(Labels for object points)
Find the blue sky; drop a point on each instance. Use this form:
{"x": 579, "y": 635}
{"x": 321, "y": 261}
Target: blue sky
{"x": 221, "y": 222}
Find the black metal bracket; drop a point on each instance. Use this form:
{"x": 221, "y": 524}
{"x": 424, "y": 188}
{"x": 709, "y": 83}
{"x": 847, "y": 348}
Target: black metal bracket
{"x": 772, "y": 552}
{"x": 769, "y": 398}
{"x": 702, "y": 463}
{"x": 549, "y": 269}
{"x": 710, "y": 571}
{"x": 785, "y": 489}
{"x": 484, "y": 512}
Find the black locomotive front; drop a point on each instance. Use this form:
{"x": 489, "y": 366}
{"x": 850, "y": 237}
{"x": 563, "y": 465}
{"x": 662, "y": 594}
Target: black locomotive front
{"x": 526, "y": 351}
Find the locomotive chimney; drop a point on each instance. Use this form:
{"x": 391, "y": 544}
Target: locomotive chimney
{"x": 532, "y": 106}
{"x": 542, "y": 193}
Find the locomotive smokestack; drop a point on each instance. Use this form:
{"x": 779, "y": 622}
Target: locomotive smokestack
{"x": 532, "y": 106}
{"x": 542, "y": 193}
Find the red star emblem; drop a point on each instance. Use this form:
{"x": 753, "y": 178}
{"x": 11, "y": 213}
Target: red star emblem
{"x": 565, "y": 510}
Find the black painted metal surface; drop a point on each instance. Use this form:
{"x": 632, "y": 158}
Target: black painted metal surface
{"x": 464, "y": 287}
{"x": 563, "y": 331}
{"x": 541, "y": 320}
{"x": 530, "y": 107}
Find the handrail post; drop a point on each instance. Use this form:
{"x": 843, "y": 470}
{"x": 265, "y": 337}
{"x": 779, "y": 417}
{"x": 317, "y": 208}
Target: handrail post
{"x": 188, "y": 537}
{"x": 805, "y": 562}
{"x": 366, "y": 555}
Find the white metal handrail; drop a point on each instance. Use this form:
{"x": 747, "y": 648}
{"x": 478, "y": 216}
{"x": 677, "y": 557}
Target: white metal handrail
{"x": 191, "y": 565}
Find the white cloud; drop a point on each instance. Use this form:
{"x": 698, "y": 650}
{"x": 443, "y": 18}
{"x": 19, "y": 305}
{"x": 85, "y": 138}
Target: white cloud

#### Work to be completed:
Repeat the lines of the listing verbatim, from the line containing "Find the white cloud;" through the end of the listing.

#### Exercise output:
Find the white cloud; drop a point on each instance. Use this form:
{"x": 698, "y": 650}
{"x": 443, "y": 18}
{"x": 19, "y": 305}
{"x": 85, "y": 138}
Target: white cloud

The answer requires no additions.